• _Source data_:
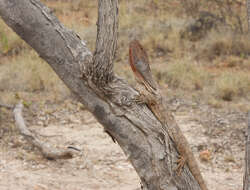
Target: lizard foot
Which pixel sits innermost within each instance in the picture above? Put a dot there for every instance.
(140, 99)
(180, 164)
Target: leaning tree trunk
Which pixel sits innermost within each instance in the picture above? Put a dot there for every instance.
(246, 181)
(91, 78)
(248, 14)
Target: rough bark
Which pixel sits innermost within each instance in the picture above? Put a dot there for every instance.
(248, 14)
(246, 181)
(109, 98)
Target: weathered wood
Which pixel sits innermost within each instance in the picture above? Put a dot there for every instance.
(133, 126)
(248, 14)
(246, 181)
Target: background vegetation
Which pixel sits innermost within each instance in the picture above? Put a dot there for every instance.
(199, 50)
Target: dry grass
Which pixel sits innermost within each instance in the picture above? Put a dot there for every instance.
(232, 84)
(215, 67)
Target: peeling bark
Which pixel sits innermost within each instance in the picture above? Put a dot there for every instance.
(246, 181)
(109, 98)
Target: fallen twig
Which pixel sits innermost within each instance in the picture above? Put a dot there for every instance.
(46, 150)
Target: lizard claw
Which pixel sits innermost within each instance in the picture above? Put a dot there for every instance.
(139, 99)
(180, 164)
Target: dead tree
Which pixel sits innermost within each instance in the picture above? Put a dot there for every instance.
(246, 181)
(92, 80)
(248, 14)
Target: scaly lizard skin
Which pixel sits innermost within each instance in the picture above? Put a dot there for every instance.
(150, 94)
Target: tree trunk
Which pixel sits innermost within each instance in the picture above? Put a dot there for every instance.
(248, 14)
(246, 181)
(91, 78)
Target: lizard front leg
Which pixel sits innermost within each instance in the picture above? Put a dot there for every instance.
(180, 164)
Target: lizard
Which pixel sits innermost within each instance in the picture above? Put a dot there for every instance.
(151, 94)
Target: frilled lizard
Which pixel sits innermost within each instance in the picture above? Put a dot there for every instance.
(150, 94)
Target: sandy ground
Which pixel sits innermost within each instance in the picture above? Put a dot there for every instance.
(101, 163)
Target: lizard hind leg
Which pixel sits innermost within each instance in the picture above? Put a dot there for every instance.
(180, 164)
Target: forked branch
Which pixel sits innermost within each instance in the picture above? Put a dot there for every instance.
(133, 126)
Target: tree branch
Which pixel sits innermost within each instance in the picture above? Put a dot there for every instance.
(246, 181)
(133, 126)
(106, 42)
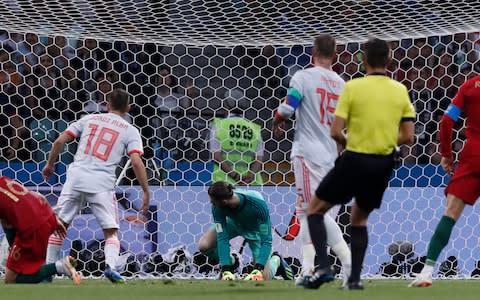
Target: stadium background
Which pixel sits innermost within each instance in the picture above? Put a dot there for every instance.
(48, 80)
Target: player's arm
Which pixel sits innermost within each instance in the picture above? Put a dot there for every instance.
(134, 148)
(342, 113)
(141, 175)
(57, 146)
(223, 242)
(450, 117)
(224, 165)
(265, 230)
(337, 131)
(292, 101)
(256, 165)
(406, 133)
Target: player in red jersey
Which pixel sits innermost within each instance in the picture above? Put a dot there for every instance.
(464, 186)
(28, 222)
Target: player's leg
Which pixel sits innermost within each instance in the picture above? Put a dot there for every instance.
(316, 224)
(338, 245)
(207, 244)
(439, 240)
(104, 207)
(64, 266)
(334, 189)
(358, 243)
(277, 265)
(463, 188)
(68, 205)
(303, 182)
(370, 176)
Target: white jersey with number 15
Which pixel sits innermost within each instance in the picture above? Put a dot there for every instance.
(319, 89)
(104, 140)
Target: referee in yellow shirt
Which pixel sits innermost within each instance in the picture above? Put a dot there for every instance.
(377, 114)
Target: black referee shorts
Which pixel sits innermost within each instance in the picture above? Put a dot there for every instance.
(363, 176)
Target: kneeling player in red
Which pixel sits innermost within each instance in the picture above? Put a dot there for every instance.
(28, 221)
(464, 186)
---
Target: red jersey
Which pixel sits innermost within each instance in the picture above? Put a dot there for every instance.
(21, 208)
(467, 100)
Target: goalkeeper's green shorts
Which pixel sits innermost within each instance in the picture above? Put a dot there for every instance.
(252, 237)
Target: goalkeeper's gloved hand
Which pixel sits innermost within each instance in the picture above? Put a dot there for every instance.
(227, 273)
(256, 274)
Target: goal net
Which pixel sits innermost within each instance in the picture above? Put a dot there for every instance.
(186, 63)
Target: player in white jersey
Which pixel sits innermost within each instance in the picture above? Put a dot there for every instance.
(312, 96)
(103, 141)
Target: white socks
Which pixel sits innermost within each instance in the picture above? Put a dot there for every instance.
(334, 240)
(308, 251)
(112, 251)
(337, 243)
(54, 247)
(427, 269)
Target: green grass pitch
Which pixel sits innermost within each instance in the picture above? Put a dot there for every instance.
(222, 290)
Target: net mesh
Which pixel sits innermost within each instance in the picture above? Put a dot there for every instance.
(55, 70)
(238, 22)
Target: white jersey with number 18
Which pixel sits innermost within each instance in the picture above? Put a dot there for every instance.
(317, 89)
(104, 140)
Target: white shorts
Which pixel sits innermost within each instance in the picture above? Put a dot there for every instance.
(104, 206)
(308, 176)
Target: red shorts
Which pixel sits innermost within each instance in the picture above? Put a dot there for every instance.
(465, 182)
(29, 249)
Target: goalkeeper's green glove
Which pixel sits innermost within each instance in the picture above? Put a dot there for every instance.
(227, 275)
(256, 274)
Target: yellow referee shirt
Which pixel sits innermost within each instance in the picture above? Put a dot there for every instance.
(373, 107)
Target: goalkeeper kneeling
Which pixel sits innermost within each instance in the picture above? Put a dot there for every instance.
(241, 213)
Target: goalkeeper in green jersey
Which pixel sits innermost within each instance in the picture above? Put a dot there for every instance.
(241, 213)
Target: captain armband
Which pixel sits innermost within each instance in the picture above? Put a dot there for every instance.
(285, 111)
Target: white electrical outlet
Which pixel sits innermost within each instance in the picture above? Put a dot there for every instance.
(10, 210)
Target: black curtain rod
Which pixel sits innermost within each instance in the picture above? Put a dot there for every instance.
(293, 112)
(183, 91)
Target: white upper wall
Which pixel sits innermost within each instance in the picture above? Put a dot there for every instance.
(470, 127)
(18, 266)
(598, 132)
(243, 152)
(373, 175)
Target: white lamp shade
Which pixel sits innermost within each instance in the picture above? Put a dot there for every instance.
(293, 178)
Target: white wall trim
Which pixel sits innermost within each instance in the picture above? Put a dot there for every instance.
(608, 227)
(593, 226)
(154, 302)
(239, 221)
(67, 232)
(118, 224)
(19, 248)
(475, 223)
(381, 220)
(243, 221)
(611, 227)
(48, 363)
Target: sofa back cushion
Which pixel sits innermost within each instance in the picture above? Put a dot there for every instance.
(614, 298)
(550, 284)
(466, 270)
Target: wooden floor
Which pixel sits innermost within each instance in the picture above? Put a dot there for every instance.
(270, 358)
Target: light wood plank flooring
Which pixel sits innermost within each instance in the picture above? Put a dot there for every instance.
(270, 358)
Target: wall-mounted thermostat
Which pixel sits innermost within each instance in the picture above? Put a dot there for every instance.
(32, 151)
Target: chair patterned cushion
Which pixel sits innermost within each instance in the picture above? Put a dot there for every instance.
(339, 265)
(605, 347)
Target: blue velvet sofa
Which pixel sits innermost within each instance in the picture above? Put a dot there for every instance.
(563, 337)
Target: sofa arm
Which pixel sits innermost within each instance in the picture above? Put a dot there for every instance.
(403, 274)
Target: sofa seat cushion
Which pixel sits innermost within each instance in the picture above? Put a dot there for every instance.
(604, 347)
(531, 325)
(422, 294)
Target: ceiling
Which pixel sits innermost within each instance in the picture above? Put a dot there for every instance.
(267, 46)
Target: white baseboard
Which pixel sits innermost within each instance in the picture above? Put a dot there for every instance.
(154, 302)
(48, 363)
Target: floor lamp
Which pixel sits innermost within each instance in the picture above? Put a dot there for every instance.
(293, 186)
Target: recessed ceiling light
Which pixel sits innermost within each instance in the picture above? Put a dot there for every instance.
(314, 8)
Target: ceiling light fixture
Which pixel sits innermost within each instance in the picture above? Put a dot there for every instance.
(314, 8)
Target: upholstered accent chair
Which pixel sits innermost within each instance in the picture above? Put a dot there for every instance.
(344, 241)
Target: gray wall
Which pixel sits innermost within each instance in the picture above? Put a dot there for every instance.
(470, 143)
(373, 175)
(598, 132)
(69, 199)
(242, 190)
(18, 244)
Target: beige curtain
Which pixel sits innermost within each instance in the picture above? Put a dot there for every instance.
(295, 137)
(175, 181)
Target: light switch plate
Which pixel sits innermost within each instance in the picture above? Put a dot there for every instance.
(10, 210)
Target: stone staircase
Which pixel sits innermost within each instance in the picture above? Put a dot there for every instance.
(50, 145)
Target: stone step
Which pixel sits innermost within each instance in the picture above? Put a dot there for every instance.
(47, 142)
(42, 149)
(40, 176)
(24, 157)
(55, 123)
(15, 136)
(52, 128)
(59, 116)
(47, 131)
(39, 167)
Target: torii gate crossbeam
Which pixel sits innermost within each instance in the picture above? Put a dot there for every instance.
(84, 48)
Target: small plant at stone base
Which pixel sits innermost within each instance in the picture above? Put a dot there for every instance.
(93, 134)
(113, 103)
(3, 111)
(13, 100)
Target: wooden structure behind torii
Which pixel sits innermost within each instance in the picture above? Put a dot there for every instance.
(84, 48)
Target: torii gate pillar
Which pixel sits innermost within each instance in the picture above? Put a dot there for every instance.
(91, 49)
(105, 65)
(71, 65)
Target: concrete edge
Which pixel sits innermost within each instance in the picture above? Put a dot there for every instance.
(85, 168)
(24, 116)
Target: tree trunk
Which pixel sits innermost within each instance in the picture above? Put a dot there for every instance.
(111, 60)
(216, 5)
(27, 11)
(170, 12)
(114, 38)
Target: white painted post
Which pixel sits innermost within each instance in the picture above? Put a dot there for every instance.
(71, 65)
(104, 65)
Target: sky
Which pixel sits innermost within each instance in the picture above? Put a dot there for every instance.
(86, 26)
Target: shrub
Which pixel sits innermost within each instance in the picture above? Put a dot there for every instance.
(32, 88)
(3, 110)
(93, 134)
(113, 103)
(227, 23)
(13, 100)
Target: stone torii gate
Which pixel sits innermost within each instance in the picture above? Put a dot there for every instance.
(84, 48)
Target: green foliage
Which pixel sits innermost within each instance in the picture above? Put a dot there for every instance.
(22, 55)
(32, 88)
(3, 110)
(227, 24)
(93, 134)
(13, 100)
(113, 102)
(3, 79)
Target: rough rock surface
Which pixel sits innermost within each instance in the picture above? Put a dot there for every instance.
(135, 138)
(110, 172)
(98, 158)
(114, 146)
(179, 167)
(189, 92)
* * *
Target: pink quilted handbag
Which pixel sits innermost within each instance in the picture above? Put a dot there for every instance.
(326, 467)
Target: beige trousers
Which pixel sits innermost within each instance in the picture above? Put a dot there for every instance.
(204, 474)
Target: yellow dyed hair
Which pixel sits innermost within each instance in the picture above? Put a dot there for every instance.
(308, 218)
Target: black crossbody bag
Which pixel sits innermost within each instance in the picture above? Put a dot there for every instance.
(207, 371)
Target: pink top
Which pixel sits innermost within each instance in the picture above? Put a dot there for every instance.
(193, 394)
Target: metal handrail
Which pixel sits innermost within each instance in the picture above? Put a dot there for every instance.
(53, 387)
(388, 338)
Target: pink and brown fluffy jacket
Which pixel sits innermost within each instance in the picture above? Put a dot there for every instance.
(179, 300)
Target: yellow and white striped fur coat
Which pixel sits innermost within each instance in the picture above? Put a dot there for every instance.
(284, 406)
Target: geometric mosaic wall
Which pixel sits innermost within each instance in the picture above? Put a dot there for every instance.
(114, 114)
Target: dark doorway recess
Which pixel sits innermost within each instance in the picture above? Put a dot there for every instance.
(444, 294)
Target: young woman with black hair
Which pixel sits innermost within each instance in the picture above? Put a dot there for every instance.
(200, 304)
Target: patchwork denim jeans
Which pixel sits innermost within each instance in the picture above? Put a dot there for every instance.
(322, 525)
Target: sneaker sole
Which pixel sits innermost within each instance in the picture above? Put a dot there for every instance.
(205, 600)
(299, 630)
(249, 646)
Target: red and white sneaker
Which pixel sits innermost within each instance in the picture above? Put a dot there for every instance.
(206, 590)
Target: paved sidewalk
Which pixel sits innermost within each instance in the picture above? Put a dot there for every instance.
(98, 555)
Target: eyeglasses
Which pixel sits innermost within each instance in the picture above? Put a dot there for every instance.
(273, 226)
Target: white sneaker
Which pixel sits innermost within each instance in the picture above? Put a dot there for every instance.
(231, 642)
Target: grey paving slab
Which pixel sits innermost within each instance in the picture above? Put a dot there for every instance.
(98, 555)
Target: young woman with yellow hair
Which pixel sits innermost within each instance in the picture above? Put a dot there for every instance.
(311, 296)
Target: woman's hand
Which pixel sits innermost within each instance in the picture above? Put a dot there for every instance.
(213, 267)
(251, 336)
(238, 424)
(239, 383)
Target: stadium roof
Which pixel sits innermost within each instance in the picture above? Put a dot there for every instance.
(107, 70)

• _What is expected_: Your answer should be the exact lines above from the one with "Target: lizard foot" through the one with "Target: rough bark", both included, and nothing besides.

• _Answer section_:
Target: lizard foot
Which pixel sits innermost within each instance in the picture above? Put a dot there for every instance.
(140, 99)
(180, 164)
Target: leaning tree trunk
Which pixel sits innermost within each instance in the picture above? Put a dot there for every instance.
(246, 181)
(91, 78)
(248, 14)
Target: rough bark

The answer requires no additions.